> SHORT TASK A
In the memorandum on the Mutual Bank loss review, on what date did Mutual Bank fail?
> SHORT TASK B
Resume the memorandum on the Mutual Bank loss review after its last sentence, keeping its style.

Start of EXCERPT

Corporation Comments

February 26, 2010
MEMORANDUM TO:Stephen Beard
Assistant Inspector General for Material Loss Reviews
 
FROM:Sandra L. Thompson [Electronically produced version; original signed by Sandra L. Thompson]
Director
 
SUBJECT:Draft Audit Report Entitled, Material Loss Review of Mutual Bank, Harvey, Illinois (Assignment No. 2009-055)
 

Pursuant to Section 38(k) of the Federal Deposit Insurance Act, the Federal Deposit Insurance Corporation’s Office of Inspector General (OIG) conducted a material loss review of Mutual Bank (MB) which failed on July 31, 2009. This memorandum is the response of the Division of Supervision and Consumer Protection (DSC) to the OIG’s Draft Report (Report) received on February 11, 2010.

The Report concludes MB failed due to the Board and management’s aggressive pursuit of loan growth primarily funded with brokered deposits and large time deposits. MB’s management decision to concentrate the loan portfolio in commercial real estate (CRE) and acquisition, development, and construction loans (ADC), its aggressive growth in out-of-area loans and participations, and its reliance on brokered and large deposits were the principal factors leading to MB’s deteriorating financial condition and failure. MB’s out-of-area brokered loans in CRE, overall weak loan administration, and deterioration of local Chicago area real estate markets resulted in increased delinquencies and non-performing assets. MB was unable to raise sufficient capital to absorb the loan losses and support operations.

End of EXCERPT
Start of ENTRIES SHOWN

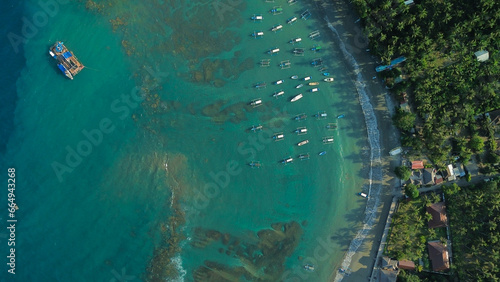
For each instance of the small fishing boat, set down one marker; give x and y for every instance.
(303, 157)
(301, 130)
(278, 93)
(363, 195)
(255, 103)
(256, 128)
(300, 117)
(279, 136)
(66, 60)
(254, 164)
(276, 10)
(321, 115)
(309, 267)
(258, 34)
(305, 15)
(286, 160)
(328, 140)
(257, 17)
(296, 97)
(260, 85)
(276, 28)
(315, 34)
(302, 143)
(331, 126)
(298, 52)
(273, 51)
(316, 48)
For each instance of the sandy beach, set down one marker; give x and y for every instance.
(342, 16)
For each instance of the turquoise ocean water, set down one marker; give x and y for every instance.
(138, 168)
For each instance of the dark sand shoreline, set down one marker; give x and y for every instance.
(342, 16)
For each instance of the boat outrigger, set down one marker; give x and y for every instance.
(66, 60)
(328, 140)
(298, 52)
(301, 130)
(321, 115)
(303, 157)
(305, 15)
(331, 126)
(315, 34)
(255, 103)
(279, 136)
(254, 164)
(300, 117)
(273, 51)
(285, 64)
(257, 17)
(309, 267)
(276, 28)
(256, 128)
(302, 143)
(278, 93)
(276, 10)
(258, 34)
(297, 97)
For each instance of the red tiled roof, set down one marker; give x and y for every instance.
(406, 264)
(438, 255)
(417, 165)
(438, 212)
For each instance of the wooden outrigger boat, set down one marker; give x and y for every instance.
(66, 60)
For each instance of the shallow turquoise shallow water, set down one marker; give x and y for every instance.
(107, 211)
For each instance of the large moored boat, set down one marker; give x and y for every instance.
(66, 60)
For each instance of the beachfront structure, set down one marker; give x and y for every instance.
(406, 264)
(417, 165)
(438, 254)
(482, 55)
(438, 212)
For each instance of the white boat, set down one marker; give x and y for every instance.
(297, 97)
(256, 103)
(301, 143)
(278, 93)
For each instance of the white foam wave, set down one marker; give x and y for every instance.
(375, 174)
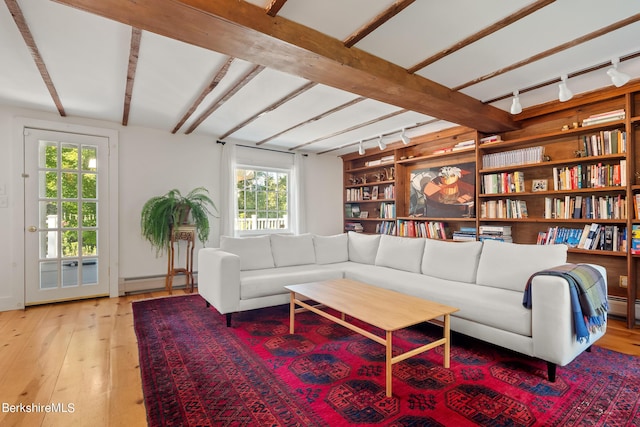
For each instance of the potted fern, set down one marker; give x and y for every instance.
(161, 214)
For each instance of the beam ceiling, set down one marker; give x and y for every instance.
(242, 30)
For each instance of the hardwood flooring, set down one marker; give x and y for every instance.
(83, 355)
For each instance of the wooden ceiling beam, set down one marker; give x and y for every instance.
(243, 30)
(514, 17)
(573, 43)
(23, 27)
(376, 22)
(270, 108)
(314, 119)
(215, 80)
(225, 97)
(274, 7)
(352, 128)
(134, 50)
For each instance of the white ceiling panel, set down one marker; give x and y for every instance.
(87, 58)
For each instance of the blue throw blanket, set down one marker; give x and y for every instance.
(588, 296)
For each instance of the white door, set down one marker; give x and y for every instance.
(66, 231)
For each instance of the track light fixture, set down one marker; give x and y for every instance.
(403, 136)
(564, 94)
(381, 144)
(516, 107)
(617, 78)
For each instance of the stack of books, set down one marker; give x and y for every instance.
(496, 232)
(465, 234)
(609, 116)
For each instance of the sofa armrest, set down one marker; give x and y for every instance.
(219, 279)
(554, 338)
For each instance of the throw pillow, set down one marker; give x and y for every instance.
(331, 249)
(292, 249)
(363, 247)
(400, 253)
(254, 252)
(451, 260)
(509, 265)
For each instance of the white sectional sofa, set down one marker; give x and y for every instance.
(485, 280)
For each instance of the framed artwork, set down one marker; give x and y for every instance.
(443, 191)
(539, 185)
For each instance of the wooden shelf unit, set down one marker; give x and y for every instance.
(558, 128)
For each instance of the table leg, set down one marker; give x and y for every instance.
(447, 341)
(292, 312)
(389, 365)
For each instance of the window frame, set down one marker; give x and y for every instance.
(257, 168)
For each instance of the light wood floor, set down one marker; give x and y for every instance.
(85, 354)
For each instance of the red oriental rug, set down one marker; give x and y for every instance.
(197, 372)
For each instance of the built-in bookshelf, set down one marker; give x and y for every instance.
(570, 174)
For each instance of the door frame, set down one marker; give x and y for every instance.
(19, 229)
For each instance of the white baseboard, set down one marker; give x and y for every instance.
(618, 307)
(149, 284)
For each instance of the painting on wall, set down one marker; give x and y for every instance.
(443, 191)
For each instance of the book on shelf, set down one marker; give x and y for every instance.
(586, 207)
(353, 226)
(465, 234)
(635, 239)
(490, 138)
(520, 156)
(605, 142)
(503, 183)
(604, 117)
(504, 230)
(506, 208)
(386, 227)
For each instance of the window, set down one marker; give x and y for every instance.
(262, 200)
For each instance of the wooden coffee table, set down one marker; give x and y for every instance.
(379, 307)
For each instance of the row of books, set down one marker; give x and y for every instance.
(521, 156)
(586, 207)
(465, 234)
(605, 142)
(386, 159)
(592, 237)
(608, 116)
(636, 205)
(387, 210)
(635, 239)
(501, 183)
(590, 176)
(427, 229)
(471, 143)
(353, 226)
(386, 227)
(504, 208)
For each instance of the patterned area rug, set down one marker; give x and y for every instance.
(197, 372)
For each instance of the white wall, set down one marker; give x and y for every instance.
(151, 162)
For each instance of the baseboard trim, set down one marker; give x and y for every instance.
(618, 307)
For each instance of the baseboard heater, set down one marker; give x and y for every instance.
(131, 285)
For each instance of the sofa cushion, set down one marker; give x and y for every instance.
(400, 253)
(363, 247)
(451, 260)
(509, 265)
(331, 249)
(254, 252)
(292, 249)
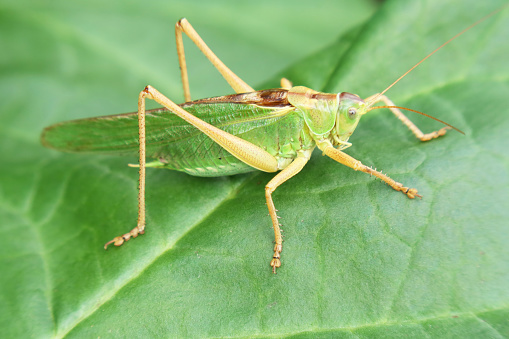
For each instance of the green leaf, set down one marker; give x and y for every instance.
(359, 259)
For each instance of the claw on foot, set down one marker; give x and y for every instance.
(436, 134)
(276, 259)
(409, 192)
(275, 263)
(118, 241)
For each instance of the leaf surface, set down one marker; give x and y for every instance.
(359, 259)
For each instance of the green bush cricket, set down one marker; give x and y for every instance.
(268, 130)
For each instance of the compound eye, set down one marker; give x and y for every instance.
(352, 112)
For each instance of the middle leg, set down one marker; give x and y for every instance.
(292, 169)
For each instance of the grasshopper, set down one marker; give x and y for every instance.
(269, 130)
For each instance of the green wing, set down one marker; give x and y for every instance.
(177, 144)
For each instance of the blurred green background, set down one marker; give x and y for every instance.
(359, 259)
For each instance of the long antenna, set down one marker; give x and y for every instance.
(421, 113)
(375, 99)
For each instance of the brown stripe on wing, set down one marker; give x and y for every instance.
(268, 98)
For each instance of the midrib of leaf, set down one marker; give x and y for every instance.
(95, 302)
(416, 321)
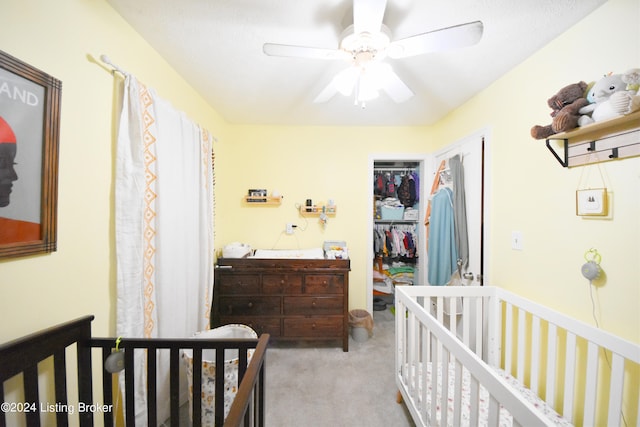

End of ENTRIES SHOWN

> REPLY A
July 31, 2009

> REPLY B
As part of DSC’s supervisory program, from May 2004 through July 2009, the FDIC and the Illinois Department of Financial and Professional Regulation (IDFPR) jointly and separately conducted five full-scope examinations and four visitations. The FDIC also conducted offsite reviews and other offsite monitoring activities. At the May 2007 examination, examiners downgraded asset quality and noted a heightened risk due to lending outside the local market area and to economically sensitive industries. At the January 2009 joint visitation, examiners found that MB had further deteriorated to a level that raised significant regulatory concern and posed considerable risk, and DSC and IDFPR implemented a formal enforcement action. MB management was unable to correct the deficiencies, and the deposits were transferred to another minority owned institution upon MB’s failure.

DSC recognizes that strong supervisory attention is necessary for institutions with high CRE/ADC concentrations and volatile funding sources, such as MB, and has issued updated guidance reminding examiners to take appropriate action when those risks are imprudently managed.

Thank you for the opportunity to review and comment on the Report.